■ **ASSIGNMENT**:
Please read the records below and return each line holding the string "photo".

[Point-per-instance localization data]
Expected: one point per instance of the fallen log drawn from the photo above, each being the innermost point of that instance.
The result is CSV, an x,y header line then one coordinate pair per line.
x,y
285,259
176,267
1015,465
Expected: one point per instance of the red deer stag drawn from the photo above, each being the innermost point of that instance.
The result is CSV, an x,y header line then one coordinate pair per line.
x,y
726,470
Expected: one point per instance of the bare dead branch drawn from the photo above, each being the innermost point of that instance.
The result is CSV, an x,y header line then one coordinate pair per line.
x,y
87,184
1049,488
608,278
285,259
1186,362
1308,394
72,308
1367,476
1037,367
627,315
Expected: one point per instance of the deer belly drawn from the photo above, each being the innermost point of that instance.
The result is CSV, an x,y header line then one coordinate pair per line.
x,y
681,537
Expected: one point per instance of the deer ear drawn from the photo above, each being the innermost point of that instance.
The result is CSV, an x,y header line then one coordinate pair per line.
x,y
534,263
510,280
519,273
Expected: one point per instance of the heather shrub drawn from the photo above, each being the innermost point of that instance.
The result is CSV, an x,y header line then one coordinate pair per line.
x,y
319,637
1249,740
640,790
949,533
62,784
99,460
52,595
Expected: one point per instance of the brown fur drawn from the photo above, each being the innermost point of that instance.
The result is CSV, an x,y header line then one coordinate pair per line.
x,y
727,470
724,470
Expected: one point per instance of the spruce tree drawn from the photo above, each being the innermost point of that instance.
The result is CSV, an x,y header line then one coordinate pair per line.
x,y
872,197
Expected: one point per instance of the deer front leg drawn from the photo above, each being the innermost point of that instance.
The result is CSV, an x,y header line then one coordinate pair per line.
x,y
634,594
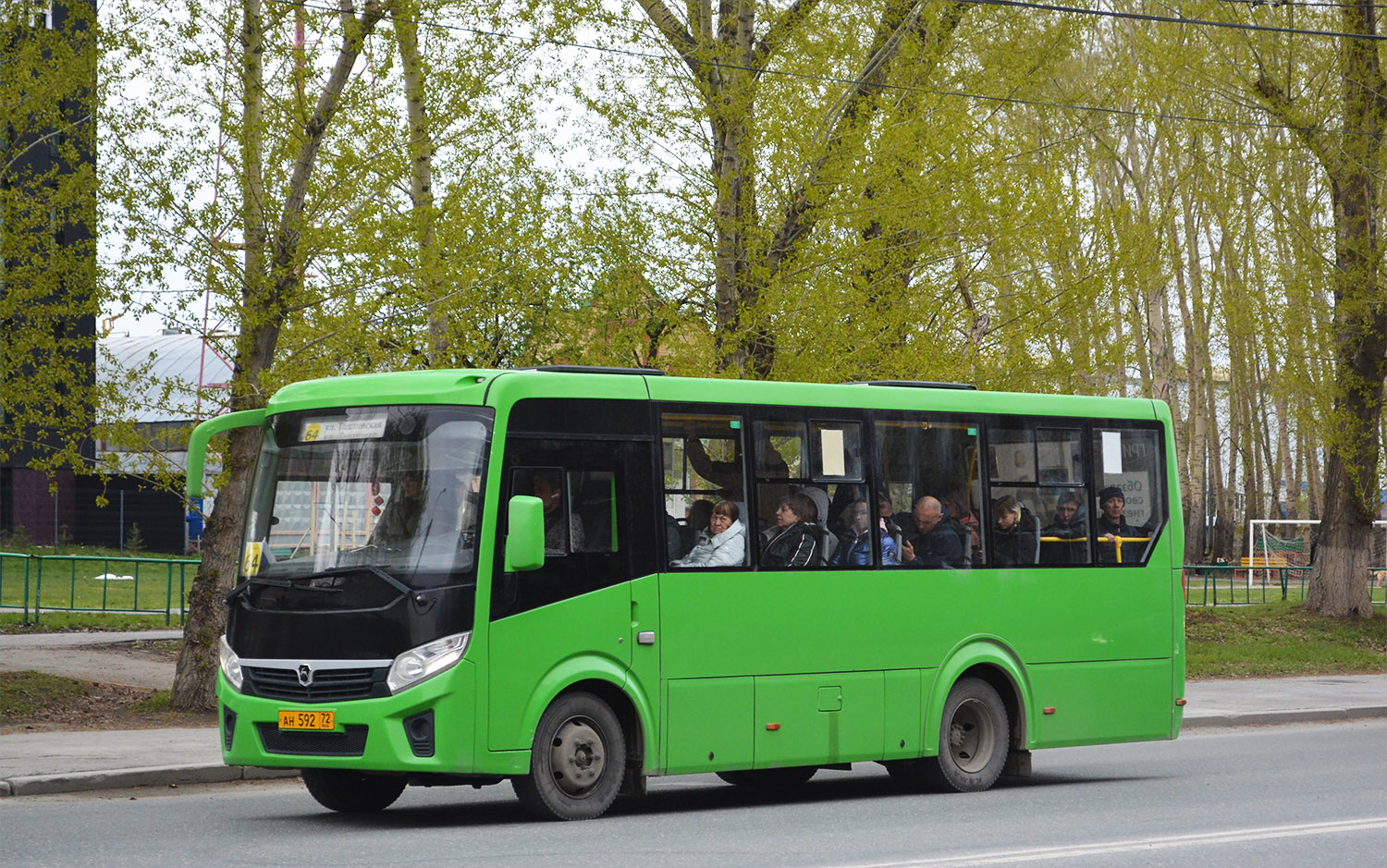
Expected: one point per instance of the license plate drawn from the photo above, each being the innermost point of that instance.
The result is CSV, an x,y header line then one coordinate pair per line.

■ **COMPLETED EXERCISE**:
Expected: one point per instance of the fallen log drawn from the photo above, each being the innermost point of that instance.
Expected: one point per instance of the red deer stag drawn from the photo above, each being the innermost point of that instance.
Expected: one point per instance of the bare dead branch drawn from the photo above, each being the innermost point of that instance.
Expected: one point per instance of the deer belly drawn from the photo above, each being the innermost point of that instance.
Expected: one point per instance of the deer ear drawn from the photo above, each being the innermost point of that instance.
Expected: one point per instance of the heather shrub drawn from the photo above, each being the innermost point of that instance.
Expected: one point per instance of the brown fur drawn from the photo above, each being the innermost point of that instance.
Expected: one point per instance of the spruce tree drawn from the photo above, each being the innermost point of that instance.
Expected: one point per instance of the deer front leg drawn from the photo above, each being the innermost point of that instance.
Expected: one point per instance of the license plate drawn from the photo above, each being the innermost point of that instance.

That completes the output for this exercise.